__ДАННЫЕ ЗАДАНИЯ__

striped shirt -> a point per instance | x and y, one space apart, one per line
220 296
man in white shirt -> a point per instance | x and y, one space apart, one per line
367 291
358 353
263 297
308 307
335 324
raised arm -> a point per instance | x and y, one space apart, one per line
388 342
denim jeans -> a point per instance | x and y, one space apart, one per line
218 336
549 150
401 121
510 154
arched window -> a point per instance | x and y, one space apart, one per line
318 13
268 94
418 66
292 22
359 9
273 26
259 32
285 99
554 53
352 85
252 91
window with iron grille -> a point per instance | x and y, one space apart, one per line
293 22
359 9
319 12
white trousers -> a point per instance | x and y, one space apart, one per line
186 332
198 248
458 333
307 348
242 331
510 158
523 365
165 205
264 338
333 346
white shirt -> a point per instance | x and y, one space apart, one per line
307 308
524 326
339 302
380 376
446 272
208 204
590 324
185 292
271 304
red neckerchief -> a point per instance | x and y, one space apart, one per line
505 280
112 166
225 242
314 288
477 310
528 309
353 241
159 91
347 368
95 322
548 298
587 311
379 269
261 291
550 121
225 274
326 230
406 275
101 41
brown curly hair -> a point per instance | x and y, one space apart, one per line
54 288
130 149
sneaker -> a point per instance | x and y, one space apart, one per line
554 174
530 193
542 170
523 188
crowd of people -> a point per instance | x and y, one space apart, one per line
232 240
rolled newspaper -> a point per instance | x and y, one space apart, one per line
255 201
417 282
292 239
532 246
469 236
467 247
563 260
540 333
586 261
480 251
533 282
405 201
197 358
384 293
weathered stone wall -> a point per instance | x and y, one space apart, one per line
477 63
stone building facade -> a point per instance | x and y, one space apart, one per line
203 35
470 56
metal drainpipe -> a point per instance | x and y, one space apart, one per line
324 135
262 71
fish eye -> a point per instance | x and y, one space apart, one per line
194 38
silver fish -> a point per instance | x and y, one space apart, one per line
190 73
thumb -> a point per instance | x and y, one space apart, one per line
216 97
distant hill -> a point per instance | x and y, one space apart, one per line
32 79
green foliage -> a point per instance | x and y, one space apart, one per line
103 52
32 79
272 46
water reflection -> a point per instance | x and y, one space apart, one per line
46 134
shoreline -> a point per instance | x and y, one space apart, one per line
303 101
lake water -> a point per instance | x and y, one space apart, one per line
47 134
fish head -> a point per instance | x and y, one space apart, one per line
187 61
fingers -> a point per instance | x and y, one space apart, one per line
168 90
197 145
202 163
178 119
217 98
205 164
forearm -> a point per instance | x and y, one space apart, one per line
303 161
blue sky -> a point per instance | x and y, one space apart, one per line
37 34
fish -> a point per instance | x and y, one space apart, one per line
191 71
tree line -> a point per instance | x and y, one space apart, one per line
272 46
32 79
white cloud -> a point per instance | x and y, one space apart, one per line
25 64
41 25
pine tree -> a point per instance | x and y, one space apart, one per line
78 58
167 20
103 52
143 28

__ЗАДАНИЕ__
Отредактируйте весь материал: замените «denim jeans» на «blue jeans», а остальное оставьте без изменений.

__ОТВЕТ__
striped shirt -> a point per instance | x and y, one space apart, one per line
220 296
man in white shirt -> a point per instance | x and y, one space apart, one per line
367 291
358 353
263 297
308 307
335 324
raised arm -> a point per instance | x and y, one space apart, one per line
388 342
blue jeans -> a point per instance | x and y, one space apart, one per line
218 336
549 150
401 121
510 154
arched window -> a point per instance | x and y, one space apart, one per line
318 13
268 94
418 66
292 22
359 9
273 26
259 32
285 99
554 53
352 85
252 91
window with iron grille -> a point per instance | x and y, one space apart, one per line
293 22
359 9
319 12
white trousers -> a point per instance | x and y, one space apart, one per line
186 332
198 248
458 333
307 348
242 331
510 158
523 365
165 205
264 338
333 346
white shirt -> a point per instance | x and y, one space apart, one per line
307 308
524 326
339 302
380 376
446 272
208 204
590 324
185 292
271 304
red neckerchief -> a point per instance | x and y, one space apart, one per line
505 280
112 166
225 242
314 288
477 310
528 309
353 241
159 91
347 368
95 322
548 298
587 311
379 269
261 291
550 121
225 274
326 230
406 275
101 41
brown curly hair -> a point per instance | x and y, one space apart, one per line
54 288
130 149
sneaker -> a point per instance | x and y, one space apart, one per line
554 174
530 193
542 170
523 188
crowd of people -> a point per instance | x and y, one space apart, one per line
232 240
rolled newspaper -> a point per instance | x and y, one space apart, one per line
255 201
417 282
292 239
532 246
469 236
467 247
563 260
540 333
586 261
480 251
533 282
405 201
197 358
384 293
weathered stone wall -> a point per instance | x and y, one space apart, one per line
477 63
stone building facade -> a point per instance | x and y, one space apart, one per line
203 35
470 56
metal drainpipe -> a point per instance | x and y, one space apart, one per line
324 135
262 71
fish eye -> a point per instance | x and y, one space apart, one per line
194 38
silver fish -> a point per instance | x and y, one space apart, one per line
190 73
thumb -> a point per instance | x and y, one space apart, one per line
216 97
distant hill -> a point per instance | x and y, one space apart, one per line
32 79
green foliage -> a point per instance | x and y, one space apart, one per line
103 52
32 79
272 46
water reflection -> a point per instance | x and y, one space apart, one per line
46 134
shoreline -> a point per instance | x and y, one space apart, one per line
303 101
lake water -> a point per instance | x and y, one space apart, one per line
47 134
fish head -> a point per instance | x and y, one space apart, one per line
187 61
fingers -> a point per instance | x and y, one space apart, one per line
168 90
197 145
202 163
178 119
217 98
205 164
forearm -> a point per instance | x and y, one space apart, one per line
303 161
blue sky -> a point per instance | x and y, one space apart, one per line
37 34
fish -> a point per instance | x and y, one space apart, one per line
191 71
tree line -> a point per instance | x and y, one space apart, one per line
272 46
32 79
white cloud -> a point per instance | x and y, one space apart, one per line
25 64
41 25
pine tree -> a point per instance | x and y, one space apart, one per line
78 58
167 20
103 52
143 28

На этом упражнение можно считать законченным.